### [Required tasks]
a. In the humorous piece about office coworkers, what does management give the lifer as a thank-you for 10 years of service?
b. Extend the humorous piece about office coworkers, beginning right after its final sentence.

### [Page excerpt]
——————————

The Goons you work with

Monday morning is on the horizon. The weekend is fading. You are heading back to that office. For your sins. And to see these goons. Don’t you just love them…?!

The lifer

‘I’ll just be here six months then I’ll find something else’ he or she said.

In 1982.

Hanging around for the pension. Will harp on about the old days when things were so much better. Their attitude is as archaic as the means of communication they prefer; letters and faxes.

Well, guess what, the world’s changing, now get onboard or jump overboard, your sour face makes me depressed.

They have applied for multiple jobs elsewhere but have always been sucked back into this hovel by some supposed perk – flexi time, xmas closures, extra holidays for long service, the 10 year thank you from management (‘oh, yes, thanks, £150 of M&S vouchers is definitely appropriate reward for 10 years of my life.


Thank you, sir’).

Institutionalised; there’s a high chance they will only leave the office on a stretcher.

The temp

Kind courtesy of
Kind courtesy of

Feckless, work shy, disinterested, give this punk a 5 minute job and watch him take a day to do it, despite the confidence with which the task was accepted.

‘Take your iPod out asshole, turn off the internet, stop texting your girlfriend and do some Fucking work. W. O. R. K. You know what that spells? No, you don’t do you. You are too busy talking in text speak. I hate you. I hate you because you are a temp. And you can leave this godforsaken office when you want to. I look down on you because you have to clock in an out. But, you’re the real winner as your future won’t be in this office that saps the soul from its inhabitants (well, me, at least).’ I bark.

At this point he just looks at me confused.

Then he likes someone’s status.

Usually skirts by and is not reprimanded or kicked out because mummy or daddy just happen to be high up in your firm. Handling the fall out from his fuck ups is always enjoyable. Yep, I will have to re-file that whole cabinet, turned out he didn’t know the alphabet after all.

——————————

(Entries from a point annotation set)

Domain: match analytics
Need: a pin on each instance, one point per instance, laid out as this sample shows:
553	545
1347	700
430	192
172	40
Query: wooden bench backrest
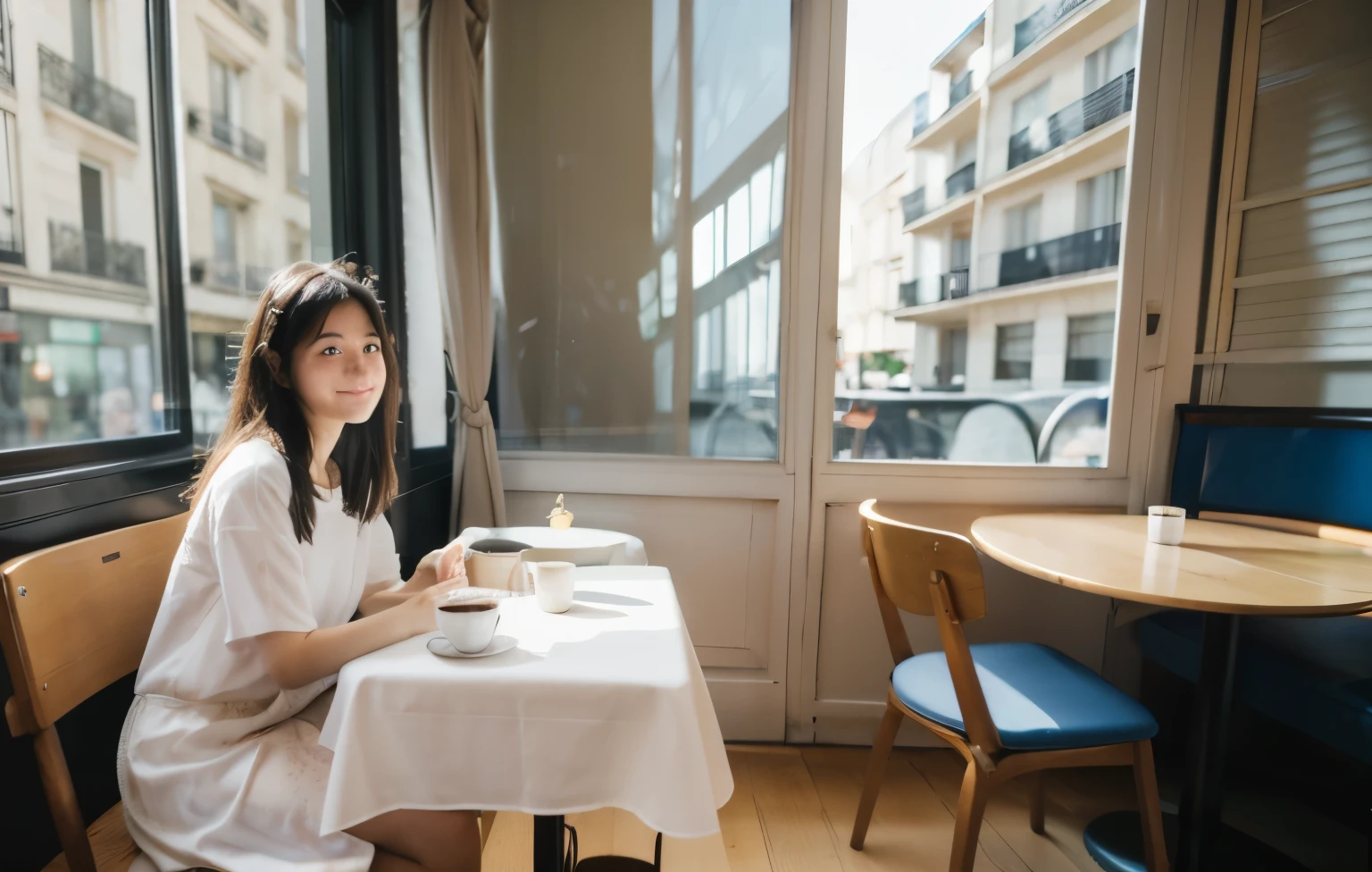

——————————

### [Answers to each task]
a. £150 of M&S vouchers.

b.
Well temp, if you are reading this try rearranging these letters into something meaningful:

W. N. A. K. E. R.

The alcoholic

Without fail, always first on the booze at work events, day or night, keen on offering drinks to you so as to square his or her dysfunctionality. Often found in senior roles, protected by other senior figures by a process known as ‘you scratch my back and I’ll scratch yours’. They drive over the limits and are well known for disappearing for large chunks of the day without explanation. Your efforts keep them in a job.

This kills you inside.

On the plus side, they will buy you alcohol.

On the down side though, you may have to develop a system to deal with the horrific images that scar you; images of them dancing into the night as the dance floor slowly empties. Red wine stained and inappropriately unbuttoned shirt, they are lost in a fog of alcohol that temporarily masks the despair that haunts their every waking hour.

You look at them with pity.

And resentment.

‘I want to know what love is’ plays on.

The useless manager

Seriously, this person, who implements their whimsical ideas without consultation while lacking any decision making skills or understanding of your time pressures, has been in the job two years and they still know nothing. With him or her you feel like you are feeding a 10 year old by the aeroplane method.

Frustrating is an understatement.

This frustration is exacerbated by their (regularly trotted out) excuses for their ineptitude, excuses honed over their working career.

Any project they lead on can best be described as a cluster fuck.

A cluster fuck, you will spend hours, days, weeks of your life trying to un-fuck.

Usually whilst this hapless one is off globetrotting.

Those weekend breaks to Europe, yeah, the ones your pay check can’t afford, you are paying for them with your endeavour.

And you know it. I feel for you.

This one pisses you off the most as you do their work for them. They have learned the word ‘delegation’ and boy do they delegate. But they don’t take responsibility.

No that shit falls on your plate too.

When the shit hits the fan, they ain’t in the room, probably working from home.

Your lowly status as serf means you can only fantasise about working from home, for which read; responding to an email every two hours whilst tucked up in bed, drinking coffee you don’t even know exists.

They sleep with the boss, metaphorically or literally, but you’re the one that gets fucked.

The ‘funny’ guy

Inside he is crying, crying for the person he could have been if he wasn’t so damn lazy.

The only effort he puts in at work is in trying to amuse you. Likely to be a huge fan of puns.

More likely to issue a barrage of these on one topic when he isn’t confusing you with mangled metaphors and absurd analogies.

His productivity is low. He masks this by his attempts, occasionally successful to make you laugh.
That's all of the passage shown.